# Work required
Nothing in the records should change; write them all out exactly.

(Saved entries)

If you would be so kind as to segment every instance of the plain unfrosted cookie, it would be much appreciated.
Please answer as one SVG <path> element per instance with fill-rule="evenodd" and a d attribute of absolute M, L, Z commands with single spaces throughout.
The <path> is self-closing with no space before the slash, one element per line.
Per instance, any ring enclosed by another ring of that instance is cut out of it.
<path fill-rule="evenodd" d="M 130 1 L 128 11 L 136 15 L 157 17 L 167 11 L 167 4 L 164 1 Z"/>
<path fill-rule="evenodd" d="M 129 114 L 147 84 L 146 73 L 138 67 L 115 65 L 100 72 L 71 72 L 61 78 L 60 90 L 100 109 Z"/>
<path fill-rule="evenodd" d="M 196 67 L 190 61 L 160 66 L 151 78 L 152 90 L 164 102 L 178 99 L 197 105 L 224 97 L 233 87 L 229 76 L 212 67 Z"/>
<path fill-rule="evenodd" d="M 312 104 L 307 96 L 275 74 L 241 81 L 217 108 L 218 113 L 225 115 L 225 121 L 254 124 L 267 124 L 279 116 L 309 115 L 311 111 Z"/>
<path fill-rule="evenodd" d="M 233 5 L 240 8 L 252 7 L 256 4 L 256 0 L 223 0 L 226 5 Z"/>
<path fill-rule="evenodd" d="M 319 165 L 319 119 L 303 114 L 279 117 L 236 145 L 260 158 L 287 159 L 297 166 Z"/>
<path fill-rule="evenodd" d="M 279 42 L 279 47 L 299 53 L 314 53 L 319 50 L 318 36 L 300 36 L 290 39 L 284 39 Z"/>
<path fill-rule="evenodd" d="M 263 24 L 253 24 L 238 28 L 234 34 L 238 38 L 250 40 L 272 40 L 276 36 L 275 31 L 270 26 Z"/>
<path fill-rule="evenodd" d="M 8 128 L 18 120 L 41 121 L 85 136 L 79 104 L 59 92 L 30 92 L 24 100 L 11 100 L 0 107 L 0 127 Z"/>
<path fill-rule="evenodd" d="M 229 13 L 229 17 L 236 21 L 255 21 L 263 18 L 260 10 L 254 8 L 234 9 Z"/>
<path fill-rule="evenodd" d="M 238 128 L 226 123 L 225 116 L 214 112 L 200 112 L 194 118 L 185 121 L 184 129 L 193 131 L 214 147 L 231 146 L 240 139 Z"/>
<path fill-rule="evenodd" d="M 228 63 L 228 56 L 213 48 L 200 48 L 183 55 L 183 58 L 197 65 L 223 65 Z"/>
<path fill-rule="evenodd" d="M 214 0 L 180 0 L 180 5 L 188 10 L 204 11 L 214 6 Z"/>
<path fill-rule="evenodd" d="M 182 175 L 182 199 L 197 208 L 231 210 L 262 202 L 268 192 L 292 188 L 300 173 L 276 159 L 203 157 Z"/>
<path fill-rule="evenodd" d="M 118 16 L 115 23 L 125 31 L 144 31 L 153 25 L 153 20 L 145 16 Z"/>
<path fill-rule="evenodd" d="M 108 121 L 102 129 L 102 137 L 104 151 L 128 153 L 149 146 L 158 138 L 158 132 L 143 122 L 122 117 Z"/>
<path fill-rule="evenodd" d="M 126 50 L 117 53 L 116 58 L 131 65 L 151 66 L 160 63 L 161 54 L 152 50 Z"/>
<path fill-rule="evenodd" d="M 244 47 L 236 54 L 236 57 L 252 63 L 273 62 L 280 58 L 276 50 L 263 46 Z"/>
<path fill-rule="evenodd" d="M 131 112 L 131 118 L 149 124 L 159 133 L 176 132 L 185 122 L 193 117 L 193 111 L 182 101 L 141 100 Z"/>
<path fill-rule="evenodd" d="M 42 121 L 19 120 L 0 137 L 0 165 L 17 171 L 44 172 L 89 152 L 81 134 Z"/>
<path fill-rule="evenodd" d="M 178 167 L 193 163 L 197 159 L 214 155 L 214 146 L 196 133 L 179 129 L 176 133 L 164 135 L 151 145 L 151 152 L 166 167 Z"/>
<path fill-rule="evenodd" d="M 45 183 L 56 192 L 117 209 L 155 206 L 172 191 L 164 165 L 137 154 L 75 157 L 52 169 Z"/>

# Response to this exercise
If you would be so kind as to segment every instance of the plain unfrosted cookie, it would be much appreciated.
Please answer as one SVG <path> element per instance with fill-rule="evenodd" and a d attribute of absolute M, L, Z commands with single spaces throughout.
The <path> is self-closing with no space before the slash, one element per line.
Per instance, any ring enclosed by another ring of that instance is cut out of it.
<path fill-rule="evenodd" d="M 130 1 L 128 11 L 136 15 L 157 17 L 167 11 L 167 4 L 164 1 Z"/>
<path fill-rule="evenodd" d="M 129 114 L 147 84 L 146 73 L 138 67 L 115 65 L 100 72 L 71 72 L 61 78 L 60 90 L 100 109 Z"/>
<path fill-rule="evenodd" d="M 196 67 L 190 61 L 160 66 L 151 78 L 152 90 L 164 102 L 178 99 L 197 105 L 224 97 L 233 87 L 229 76 L 212 67 Z"/>
<path fill-rule="evenodd" d="M 312 104 L 307 96 L 275 74 L 241 81 L 217 108 L 218 113 L 225 115 L 225 121 L 254 124 L 267 124 L 279 116 L 309 115 L 311 111 Z"/>
<path fill-rule="evenodd" d="M 233 5 L 240 8 L 252 7 L 256 4 L 256 0 L 223 0 L 226 5 Z"/>
<path fill-rule="evenodd" d="M 319 165 L 319 119 L 303 114 L 279 117 L 236 145 L 260 158 L 287 159 L 297 166 Z"/>
<path fill-rule="evenodd" d="M 279 42 L 279 47 L 299 53 L 314 53 L 319 50 L 318 36 L 300 36 L 290 39 L 284 39 Z"/>
<path fill-rule="evenodd" d="M 263 24 L 253 24 L 238 28 L 234 34 L 238 38 L 250 40 L 272 40 L 276 36 L 275 31 L 270 26 Z"/>
<path fill-rule="evenodd" d="M 8 128 L 18 120 L 41 121 L 85 136 L 79 104 L 59 92 L 30 92 L 24 100 L 11 100 L 0 107 L 0 127 Z"/>
<path fill-rule="evenodd" d="M 229 13 L 229 17 L 236 21 L 255 21 L 263 18 L 260 10 L 254 8 L 234 9 Z"/>
<path fill-rule="evenodd" d="M 238 128 L 226 123 L 225 116 L 214 112 L 200 112 L 194 118 L 185 121 L 184 129 L 193 131 L 214 147 L 231 146 L 240 139 Z"/>
<path fill-rule="evenodd" d="M 228 63 L 228 56 L 213 48 L 200 48 L 183 55 L 183 58 L 197 65 L 223 65 Z"/>
<path fill-rule="evenodd" d="M 214 0 L 180 0 L 180 5 L 188 10 L 204 11 L 214 6 Z"/>
<path fill-rule="evenodd" d="M 182 175 L 182 199 L 197 208 L 231 210 L 262 202 L 268 192 L 292 188 L 300 173 L 276 159 L 203 157 Z"/>
<path fill-rule="evenodd" d="M 118 16 L 115 23 L 125 31 L 144 31 L 153 25 L 153 20 L 145 16 Z"/>
<path fill-rule="evenodd" d="M 108 121 L 102 129 L 102 137 L 104 151 L 128 153 L 149 146 L 158 138 L 158 132 L 143 122 L 122 117 Z"/>
<path fill-rule="evenodd" d="M 126 50 L 117 53 L 116 58 L 131 65 L 151 66 L 160 63 L 161 54 L 152 50 Z"/>
<path fill-rule="evenodd" d="M 244 47 L 236 54 L 236 57 L 252 63 L 273 62 L 280 58 L 276 50 L 263 46 Z"/>
<path fill-rule="evenodd" d="M 131 112 L 131 118 L 149 124 L 159 133 L 176 132 L 185 122 L 193 117 L 193 111 L 182 101 L 141 100 Z"/>
<path fill-rule="evenodd" d="M 42 121 L 19 120 L 0 137 L 0 165 L 17 171 L 44 172 L 89 152 L 81 134 Z"/>
<path fill-rule="evenodd" d="M 178 167 L 193 163 L 197 159 L 214 155 L 214 146 L 196 133 L 179 129 L 176 133 L 164 135 L 151 145 L 151 152 L 166 167 Z"/>
<path fill-rule="evenodd" d="M 45 183 L 56 192 L 117 209 L 155 206 L 172 191 L 164 165 L 137 154 L 75 157 L 52 169 Z"/>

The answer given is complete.